What to do
Copy the entries below in full, keeping them exactly as they are.
-- Exercise input follows --
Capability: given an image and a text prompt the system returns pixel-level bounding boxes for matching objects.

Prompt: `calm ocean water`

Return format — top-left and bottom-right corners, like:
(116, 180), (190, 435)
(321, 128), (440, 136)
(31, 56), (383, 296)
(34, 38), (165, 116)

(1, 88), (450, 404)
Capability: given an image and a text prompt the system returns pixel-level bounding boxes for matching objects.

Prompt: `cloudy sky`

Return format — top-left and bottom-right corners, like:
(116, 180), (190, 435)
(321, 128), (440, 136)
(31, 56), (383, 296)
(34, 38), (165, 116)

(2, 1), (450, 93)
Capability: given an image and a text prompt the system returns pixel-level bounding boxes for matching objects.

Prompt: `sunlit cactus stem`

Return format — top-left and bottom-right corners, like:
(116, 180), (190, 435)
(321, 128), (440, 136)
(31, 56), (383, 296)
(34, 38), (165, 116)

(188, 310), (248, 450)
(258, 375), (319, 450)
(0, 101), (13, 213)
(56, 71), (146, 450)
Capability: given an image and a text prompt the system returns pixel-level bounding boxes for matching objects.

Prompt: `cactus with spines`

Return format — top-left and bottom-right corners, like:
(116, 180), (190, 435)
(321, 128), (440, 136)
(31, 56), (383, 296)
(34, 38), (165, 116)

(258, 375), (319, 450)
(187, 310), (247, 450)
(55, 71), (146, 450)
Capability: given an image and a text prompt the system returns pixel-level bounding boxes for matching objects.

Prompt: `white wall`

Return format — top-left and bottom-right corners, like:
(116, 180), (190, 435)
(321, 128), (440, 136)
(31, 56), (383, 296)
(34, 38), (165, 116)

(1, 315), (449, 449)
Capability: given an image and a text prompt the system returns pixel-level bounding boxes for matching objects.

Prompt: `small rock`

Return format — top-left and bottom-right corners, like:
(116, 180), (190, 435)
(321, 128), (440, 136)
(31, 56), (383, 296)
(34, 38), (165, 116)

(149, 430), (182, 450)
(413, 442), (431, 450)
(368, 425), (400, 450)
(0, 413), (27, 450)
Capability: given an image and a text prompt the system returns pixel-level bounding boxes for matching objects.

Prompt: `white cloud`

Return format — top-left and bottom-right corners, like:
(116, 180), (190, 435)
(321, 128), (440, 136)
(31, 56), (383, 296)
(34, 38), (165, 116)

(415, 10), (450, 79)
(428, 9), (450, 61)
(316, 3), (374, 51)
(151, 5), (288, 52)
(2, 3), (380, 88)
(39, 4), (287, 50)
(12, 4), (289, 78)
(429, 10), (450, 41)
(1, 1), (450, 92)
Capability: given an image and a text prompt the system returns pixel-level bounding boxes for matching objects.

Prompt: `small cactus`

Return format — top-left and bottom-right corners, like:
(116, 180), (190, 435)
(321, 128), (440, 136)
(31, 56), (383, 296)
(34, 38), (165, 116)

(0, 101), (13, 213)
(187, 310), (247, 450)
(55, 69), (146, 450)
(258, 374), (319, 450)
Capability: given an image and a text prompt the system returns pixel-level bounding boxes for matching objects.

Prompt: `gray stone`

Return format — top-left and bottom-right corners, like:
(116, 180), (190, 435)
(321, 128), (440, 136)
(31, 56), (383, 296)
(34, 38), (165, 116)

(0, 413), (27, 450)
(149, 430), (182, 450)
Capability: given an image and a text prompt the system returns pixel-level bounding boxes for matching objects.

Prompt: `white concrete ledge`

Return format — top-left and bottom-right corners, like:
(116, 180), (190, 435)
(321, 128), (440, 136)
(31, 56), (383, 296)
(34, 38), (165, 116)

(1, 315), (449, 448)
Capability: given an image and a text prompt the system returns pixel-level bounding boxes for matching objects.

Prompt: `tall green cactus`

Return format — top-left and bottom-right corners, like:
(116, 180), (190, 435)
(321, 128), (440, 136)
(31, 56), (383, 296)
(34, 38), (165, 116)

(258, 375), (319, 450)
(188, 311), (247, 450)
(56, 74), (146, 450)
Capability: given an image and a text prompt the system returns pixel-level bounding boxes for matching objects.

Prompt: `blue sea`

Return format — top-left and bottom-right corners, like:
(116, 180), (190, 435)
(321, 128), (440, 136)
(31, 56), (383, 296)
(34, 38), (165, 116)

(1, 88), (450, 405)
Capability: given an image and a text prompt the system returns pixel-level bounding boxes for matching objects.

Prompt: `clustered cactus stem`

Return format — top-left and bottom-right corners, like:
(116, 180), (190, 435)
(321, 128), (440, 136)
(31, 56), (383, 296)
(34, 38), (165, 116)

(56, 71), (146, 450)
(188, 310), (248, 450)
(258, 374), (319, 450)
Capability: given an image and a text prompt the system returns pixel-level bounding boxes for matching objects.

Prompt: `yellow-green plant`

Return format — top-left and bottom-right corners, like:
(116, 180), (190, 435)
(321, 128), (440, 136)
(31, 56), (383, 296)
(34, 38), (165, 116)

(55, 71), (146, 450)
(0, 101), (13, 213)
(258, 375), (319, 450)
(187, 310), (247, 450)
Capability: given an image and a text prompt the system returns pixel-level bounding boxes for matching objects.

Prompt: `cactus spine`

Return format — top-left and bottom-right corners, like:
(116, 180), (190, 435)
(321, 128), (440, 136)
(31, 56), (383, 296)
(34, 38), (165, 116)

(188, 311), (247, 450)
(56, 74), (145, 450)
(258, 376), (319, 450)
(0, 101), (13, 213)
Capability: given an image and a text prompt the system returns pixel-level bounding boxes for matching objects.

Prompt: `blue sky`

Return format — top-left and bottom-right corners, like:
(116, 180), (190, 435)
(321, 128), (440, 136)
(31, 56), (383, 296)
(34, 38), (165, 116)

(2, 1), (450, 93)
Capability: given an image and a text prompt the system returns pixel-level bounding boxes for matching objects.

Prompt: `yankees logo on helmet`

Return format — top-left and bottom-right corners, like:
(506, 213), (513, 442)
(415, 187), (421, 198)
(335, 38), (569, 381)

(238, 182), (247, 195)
-- Exercise input concluded --
Result for this task
Capability: given an image and a text prompt the system returns pixel-level bounding boxes for matching objects.

Prompt: `calm ocean water`

Return format — top-left and bottom-right corners, like:
(116, 180), (190, 435)
(321, 128), (440, 136)
(31, 56), (383, 296)
(34, 38), (165, 116)

(1, 88), (450, 404)
Capability: given an image and a text prompt the system returns pixel-level bounding boxes for matching objects.

Prompt: `cloudy sky`

Return format — top-left and bottom-right corners, like:
(116, 180), (190, 435)
(321, 128), (440, 136)
(31, 56), (383, 296)
(34, 38), (165, 116)

(2, 1), (450, 93)
Capability: given an image and a text prompt the system returns pixel-level bounding boxes for matching objects.

Prompt: `sunlit cactus stem`

Return format — top-left and bottom-right corners, like:
(116, 180), (190, 435)
(321, 128), (440, 136)
(31, 56), (383, 296)
(34, 38), (165, 116)

(188, 310), (248, 450)
(258, 375), (319, 450)
(0, 101), (13, 213)
(56, 71), (146, 450)
Capability: given an image and a text prompt the system returns pixel-level bounding boxes for matching objects.

Prompt: `cactus with spines`

Return format — top-left and bottom-right corners, like:
(116, 180), (190, 435)
(321, 128), (440, 136)
(31, 56), (383, 296)
(34, 38), (165, 116)

(258, 375), (319, 450)
(187, 310), (247, 450)
(55, 71), (146, 450)
Capability: given an image and a text prompt the system returns pixel-level bounding boxes for matching objects.

Prompt: `white wall`

Return format — top-left and bottom-right corners, like:
(116, 180), (190, 435)
(321, 128), (440, 136)
(31, 56), (383, 296)
(34, 38), (165, 116)

(1, 315), (449, 449)
Capability: given an image and a text prompt the system returns pixel-level bounding boxes for matching objects.

Prompt: `small rock`

Return format — top-left and bottom-right corners, like:
(116, 180), (190, 435)
(321, 128), (440, 136)
(31, 56), (383, 296)
(34, 38), (165, 116)

(149, 430), (182, 450)
(413, 442), (431, 450)
(368, 425), (400, 450)
(0, 413), (27, 450)
Capability: given an image and a text prompt the system returns pixel-level bounding boxes for matching objects.

Prompt: `white cloud`

Return format — top-left and bottom-right corners, like:
(116, 180), (190, 435)
(321, 128), (440, 136)
(31, 56), (383, 296)
(34, 38), (165, 116)

(415, 10), (450, 79)
(428, 9), (450, 61)
(316, 3), (374, 51)
(151, 5), (288, 52)
(2, 3), (380, 88)
(39, 4), (287, 50)
(12, 4), (289, 78)
(429, 10), (450, 41)
(1, 1), (450, 92)
Capability: given an image and a text prompt the system returns pixel-level bounding boxes for matching objects.

Prompt: `small cactus`

Return format — top-left and bottom-right corners, like:
(116, 180), (190, 435)
(321, 128), (440, 136)
(31, 56), (383, 296)
(34, 38), (165, 116)

(0, 101), (13, 213)
(187, 310), (247, 450)
(55, 69), (146, 450)
(258, 374), (319, 450)
Capability: given an image and a text prompt the system returns pixel-level bounding boxes for matching objects.

Prompt: `gray stone`

Return format — top-left and bottom-right corners, like:
(116, 180), (190, 435)
(321, 128), (440, 136)
(31, 56), (383, 296)
(34, 38), (165, 116)

(0, 413), (27, 450)
(149, 430), (182, 450)
Capability: given an image and a text prompt the system returns pixel-level bounding boxes for matching objects.

Prompt: `white concrete ledge`

Return format — top-left and bottom-right corners, like:
(116, 180), (190, 435)
(321, 128), (440, 136)
(31, 56), (383, 296)
(34, 38), (165, 116)

(1, 315), (449, 448)
Capability: given an image and a text prompt the system returns pixel-level bounding boxes for matching objects.

Prompt: `tall green cactus`

Return format — top-left and bottom-right corners, like:
(116, 180), (190, 435)
(321, 128), (440, 136)
(31, 56), (383, 296)
(34, 38), (165, 116)

(258, 375), (319, 450)
(188, 311), (247, 450)
(56, 74), (146, 450)
Capability: given an image and a text prompt the system returns pixel-level bounding boxes for matching objects.

Prompt: `blue sea`

Return format — top-left and bottom-right corners, like:
(116, 180), (190, 435)
(321, 128), (440, 136)
(31, 56), (383, 296)
(34, 38), (165, 116)

(1, 88), (450, 405)
Capability: given an image and a text prompt the system returns pixel-level bounding boxes for matching objects.

Prompt: `clustered cactus stem`

Return format — top-left and bottom-right corners, like:
(116, 180), (190, 435)
(321, 128), (440, 136)
(31, 56), (383, 296)
(34, 38), (165, 116)

(56, 71), (146, 450)
(188, 310), (248, 450)
(258, 374), (319, 450)
Capability: given an image and a text prompt the system returns pixel-level bounding boxes for matching objects.

Prompt: `yellow-green plant`

Return format — top-left and bottom-right corners, like:
(116, 180), (190, 435)
(321, 128), (440, 136)
(31, 56), (383, 296)
(34, 38), (165, 116)

(55, 71), (146, 450)
(0, 101), (13, 213)
(258, 375), (319, 450)
(187, 310), (247, 450)
Capability: given an image and a text prompt the system returns pixel-level bounding boxes for matching objects.

Prompt: `cactus spine`

Return format — top-left and bottom-right corners, like:
(116, 180), (190, 435)
(321, 128), (440, 136)
(31, 56), (383, 296)
(34, 38), (165, 116)

(188, 311), (247, 450)
(56, 74), (145, 450)
(258, 376), (319, 450)
(0, 101), (13, 213)
Capability: given an image and a text prompt the system returns pixel-level bounding boxes for matching objects.

Prompt: `blue sky`

Return format — top-left and bottom-right corners, like:
(116, 180), (190, 435)
(321, 128), (440, 136)
(31, 56), (383, 296)
(34, 38), (165, 116)

(2, 1), (450, 93)
Capability: given an image and a text prompt the system returns pixel-level bounding boxes for matching objects.

Prompt: `yankees logo on helmet`

Return format — top-left and bottom-right corners, like:
(506, 213), (513, 442)
(415, 187), (421, 198)
(335, 38), (569, 381)

(238, 182), (247, 195)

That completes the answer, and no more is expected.